Problem statement ::
Repeat each entry exactly and drop the pictures.

Data shown ::
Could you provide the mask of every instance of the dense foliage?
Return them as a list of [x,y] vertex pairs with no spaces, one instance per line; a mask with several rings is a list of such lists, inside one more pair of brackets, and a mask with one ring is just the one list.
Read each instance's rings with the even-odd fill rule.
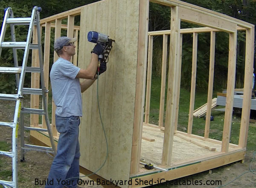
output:
[[[61,3],[60,3],[60,1],[57,0],[2,0],[0,1],[0,17],[1,18],[0,25],[1,25],[3,22],[3,9],[8,7],[11,7],[12,8],[15,17],[26,17],[30,16],[31,10],[34,6],[41,6],[43,9],[40,13],[41,19],[98,1],[63,0]],[[255,0],[186,0],[184,1],[224,14],[253,24],[256,23]],[[79,24],[79,18],[78,17],[75,19],[76,25]],[[148,27],[149,31],[169,29],[170,18],[170,9],[169,7],[150,3]],[[65,22],[65,20],[64,21]],[[181,24],[181,28],[198,26],[184,22],[182,22]],[[27,28],[27,27],[24,26],[16,27],[15,32],[17,41],[26,40]],[[9,28],[7,28],[6,41],[9,40],[10,40],[11,36],[8,36],[8,34],[10,32]],[[43,32],[44,32],[44,31]],[[52,36],[53,37],[54,34]],[[243,87],[243,80],[244,76],[245,32],[239,31],[238,38],[236,87],[241,88]],[[43,43],[44,39],[42,39]],[[222,32],[216,33],[214,75],[214,87],[216,89],[224,88],[227,86],[228,39],[229,35],[227,34]],[[153,77],[159,77],[161,74],[162,40],[162,37],[154,37]],[[189,89],[190,85],[192,43],[192,36],[190,34],[184,34],[183,42],[181,86],[187,89]],[[52,44],[51,44],[51,46],[52,45]],[[209,34],[198,34],[196,83],[196,88],[198,90],[207,89],[208,87],[209,46]],[[51,50],[52,50],[52,48]],[[23,55],[23,51],[21,50],[18,50],[18,61],[20,65],[22,63]],[[29,66],[29,63],[31,63],[31,56],[30,57],[28,63]],[[51,57],[50,62],[52,62],[52,58],[53,57]],[[169,61],[169,60],[168,60]],[[10,49],[3,49],[0,58],[0,66],[11,66],[13,64],[12,50]],[[25,82],[25,84],[29,85],[30,84],[29,81],[30,80],[29,77],[30,76],[27,76]],[[10,93],[15,91],[16,88],[15,78],[15,76],[13,75],[2,74],[0,75],[0,93]]]

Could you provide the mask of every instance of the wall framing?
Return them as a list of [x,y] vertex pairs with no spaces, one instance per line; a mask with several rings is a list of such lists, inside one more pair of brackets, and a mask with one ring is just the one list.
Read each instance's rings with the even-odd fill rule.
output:
[[[149,0],[103,0],[49,17],[41,20],[45,29],[44,68],[49,70],[49,57],[52,54],[46,50],[49,49],[51,28],[55,29],[55,37],[61,36],[61,30],[67,29],[67,36],[78,36],[79,40],[79,56],[74,56],[73,63],[81,68],[89,63],[86,58],[90,56],[93,44],[87,42],[87,34],[95,30],[107,34],[115,40],[114,47],[109,57],[108,70],[99,80],[99,103],[102,107],[103,121],[105,122],[107,137],[109,141],[109,155],[105,166],[97,174],[106,179],[131,180],[131,185],[118,185],[121,187],[142,187],[136,185],[136,178],[141,179],[157,180],[161,177],[166,180],[197,173],[244,159],[248,134],[252,68],[254,52],[254,26],[235,18],[177,0],[151,0],[153,3],[171,7],[171,29],[148,32]],[[103,9],[105,10],[104,15]],[[106,11],[107,10],[108,11]],[[93,14],[92,14],[93,13]],[[80,15],[81,25],[75,26],[75,17]],[[96,15],[96,16],[93,16]],[[188,16],[189,15],[189,16]],[[204,18],[202,19],[203,16]],[[67,25],[61,24],[61,20],[67,18]],[[201,25],[204,27],[180,29],[181,21]],[[96,24],[96,23],[97,23]],[[238,145],[230,143],[232,116],[233,95],[236,73],[236,34],[238,30],[246,32],[246,60],[244,85],[244,97],[241,118],[240,133]],[[50,32],[49,32],[49,31]],[[204,137],[192,134],[192,114],[195,102],[195,80],[196,79],[196,51],[197,36],[201,32],[210,32],[211,47],[209,61],[208,101],[212,96],[215,34],[219,31],[230,34],[230,54],[228,73],[228,85],[226,112],[222,141],[209,138],[211,106],[207,106]],[[193,36],[193,58],[192,65],[195,74],[192,74],[191,85],[190,120],[188,125],[188,132],[177,131],[178,112],[181,72],[181,54],[183,35],[192,33]],[[171,46],[169,54],[168,82],[166,85],[167,43],[170,35]],[[149,105],[150,100],[150,65],[152,62],[153,37],[163,35],[163,54],[161,94],[160,112],[157,125],[149,123]],[[149,39],[148,41],[148,39]],[[36,36],[33,36],[36,41]],[[150,48],[148,48],[148,46]],[[32,64],[36,63],[37,57],[32,54]],[[54,61],[58,58],[55,52]],[[148,60],[147,58],[148,57]],[[126,68],[128,68],[128,69]],[[148,76],[146,72],[148,68]],[[44,71],[46,83],[49,80],[49,72]],[[37,77],[32,75],[32,85],[39,87]],[[146,85],[146,80],[148,85]],[[116,80],[119,80],[118,82]],[[47,84],[48,85],[48,84]],[[163,107],[165,87],[167,87],[167,108],[165,127],[163,128]],[[147,91],[146,91],[146,88]],[[102,164],[106,154],[105,141],[102,131],[99,117],[97,113],[96,84],[83,94],[84,116],[81,118],[79,140],[81,145],[80,166],[87,170],[94,171],[98,165]],[[146,91],[146,92],[145,92]],[[145,122],[143,123],[144,101],[145,97]],[[31,98],[31,108],[36,107],[39,98]],[[52,101],[52,128],[56,140],[58,134],[54,122],[55,108]],[[38,117],[32,116],[31,125],[37,127]],[[141,171],[140,165],[141,149],[143,145],[142,134],[144,127],[162,131],[164,131],[161,168],[168,170],[160,171],[153,170]],[[221,151],[206,155],[197,159],[186,161],[172,161],[173,140],[175,134],[181,134],[188,139],[196,139],[221,146]],[[34,139],[49,144],[47,135],[41,133],[31,131]],[[176,163],[175,163],[176,162]],[[178,168],[177,168],[178,167]],[[177,168],[177,169],[176,169]],[[196,170],[195,169],[196,169]],[[184,172],[186,171],[186,173]]]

Final result ::
Could you provide the mask of every instance of the dense foliage?
Return them as a list of [x,y] vertex pairs with no spaces, one instance per line; a mask with several rings is a list of such lists, inside one more pair of brackets, and a mask with one ring is just the one list.
Read each instance's rings with the even-odd fill rule.
output:
[[[61,3],[60,3],[60,1],[57,0],[2,0],[0,1],[0,17],[1,18],[0,25],[1,25],[3,22],[3,9],[8,7],[11,7],[12,8],[15,17],[26,17],[30,16],[31,10],[34,6],[41,6],[43,9],[40,13],[41,19],[98,1],[63,0]],[[255,0],[186,0],[184,1],[224,14],[253,24],[256,23]],[[79,24],[79,18],[78,17],[75,19],[76,25]],[[148,27],[149,31],[169,29],[170,18],[170,9],[169,7],[150,3]],[[65,22],[65,20],[64,21]],[[181,24],[181,28],[198,26],[184,22],[182,22]],[[27,28],[27,27],[24,26],[16,27],[15,32],[17,41],[26,40]],[[9,28],[7,28],[6,41],[9,40],[10,40],[11,36],[8,36],[8,34],[10,32]],[[43,32],[44,32],[44,31]],[[52,36],[53,37],[54,34]],[[243,87],[243,80],[244,76],[245,32],[239,31],[238,38],[236,87],[241,88]],[[43,43],[44,39],[42,39]],[[222,32],[216,33],[214,75],[214,87],[216,89],[224,88],[227,86],[228,39],[229,35],[227,34]],[[153,77],[159,77],[161,74],[162,40],[162,37],[154,37]],[[189,89],[190,85],[192,43],[192,36],[190,34],[184,34],[183,42],[181,86],[187,89]],[[52,44],[51,44],[51,46],[52,45]],[[209,34],[198,34],[196,83],[196,88],[198,90],[207,89],[208,87],[209,46]],[[51,50],[52,50],[52,48]],[[23,55],[23,51],[21,50],[18,50],[18,61],[20,65],[22,63]],[[29,66],[29,63],[31,63],[31,56],[30,57],[28,63]],[[51,57],[50,62],[52,62],[52,58],[53,57]],[[169,61],[169,60],[168,60]],[[10,49],[3,49],[0,58],[0,66],[11,66],[13,64],[12,50]],[[25,82],[25,84],[29,85],[30,84],[29,81],[30,80],[29,77],[30,76],[27,76]],[[10,93],[15,91],[16,88],[15,78],[15,76],[13,75],[2,74],[0,75],[0,93]]]

Could you provide the mask of every instance of the wall framing?
Return them as a list of [x,y] vertex pairs with no spaces, one instance per line; a mask with several rings is a list of such lists, inside one more pair of brackets, and a mask with one ring is just the one list.
Read each instance's rings with the even-odd fill rule.
output:
[[[149,0],[103,0],[49,17],[41,20],[45,29],[44,68],[49,70],[49,57],[52,54],[46,50],[49,49],[51,28],[55,29],[55,37],[61,36],[61,30],[67,29],[67,36],[78,36],[79,40],[79,56],[74,56],[73,63],[81,68],[89,63],[86,58],[90,56],[93,44],[87,42],[87,34],[95,30],[107,34],[115,40],[114,47],[109,57],[108,70],[99,80],[99,103],[102,107],[103,121],[105,122],[107,137],[109,141],[109,155],[105,166],[97,174],[106,179],[131,180],[131,185],[118,185],[121,187],[142,187],[136,185],[136,178],[141,179],[157,180],[161,177],[166,180],[197,173],[244,159],[248,134],[252,68],[254,52],[254,26],[235,18],[177,0],[151,0],[153,3],[171,7],[171,29],[148,32]],[[103,9],[105,10],[104,15]],[[106,11],[107,10],[108,11]],[[93,14],[92,14],[93,13]],[[80,15],[81,25],[75,26],[75,17]],[[96,15],[96,16],[93,16]],[[188,16],[189,15],[189,16]],[[204,18],[202,19],[203,16]],[[67,25],[61,24],[61,20],[67,18]],[[201,25],[204,27],[180,29],[181,21]],[[96,24],[96,23],[97,23]],[[238,145],[230,143],[232,116],[233,95],[236,73],[236,34],[238,30],[246,32],[246,60],[244,85],[244,97],[241,118],[240,133]],[[50,32],[49,32],[49,31]],[[204,137],[192,134],[192,114],[195,102],[195,80],[196,79],[196,51],[197,36],[201,32],[210,32],[211,47],[209,61],[208,101],[212,96],[215,34],[219,31],[230,34],[230,54],[228,73],[228,85],[226,112],[222,141],[209,138],[211,106],[207,106]],[[193,36],[193,58],[192,65],[195,74],[192,74],[191,85],[190,120],[188,125],[188,132],[177,131],[178,112],[181,72],[181,54],[183,35],[192,33]],[[171,46],[169,54],[168,82],[166,85],[167,43],[170,35]],[[149,105],[150,100],[150,65],[152,62],[153,37],[163,35],[163,54],[161,94],[160,112],[157,125],[149,123]],[[149,39],[148,41],[148,39]],[[36,36],[33,36],[36,41]],[[150,48],[148,48],[148,46]],[[32,64],[36,63],[37,57],[32,54]],[[54,61],[58,58],[55,52]],[[148,60],[147,58],[148,57]],[[126,68],[128,68],[128,69]],[[148,76],[146,72],[148,68]],[[44,71],[46,83],[49,80],[49,72]],[[37,77],[32,75],[32,85],[39,87]],[[146,85],[146,80],[148,85]],[[116,80],[119,80],[118,82]],[[47,84],[48,85],[48,84]],[[163,107],[165,87],[167,87],[167,108],[165,127],[163,128]],[[147,91],[146,91],[146,88]],[[102,164],[106,154],[105,141],[102,131],[99,117],[97,113],[96,84],[83,94],[84,116],[81,118],[79,140],[81,145],[80,166],[87,170],[94,171],[98,165]],[[146,91],[146,92],[145,92]],[[145,122],[143,123],[144,101],[145,97]],[[31,98],[31,108],[36,107],[39,98]],[[52,101],[52,128],[56,140],[58,134],[54,122],[55,108]],[[38,117],[32,116],[31,125],[37,127]],[[141,171],[140,165],[141,149],[143,145],[142,134],[144,127],[162,131],[164,131],[161,168],[168,170],[160,171],[153,170]],[[221,151],[206,155],[197,159],[186,161],[172,161],[173,140],[175,134],[181,134],[188,139],[196,139],[221,146]],[[34,139],[49,144],[47,135],[41,133],[31,131]],[[176,163],[175,163],[176,162]],[[178,168],[177,168],[178,167]],[[177,168],[177,169],[176,169]],[[196,170],[195,169],[196,169]],[[184,172],[186,171],[186,173]]]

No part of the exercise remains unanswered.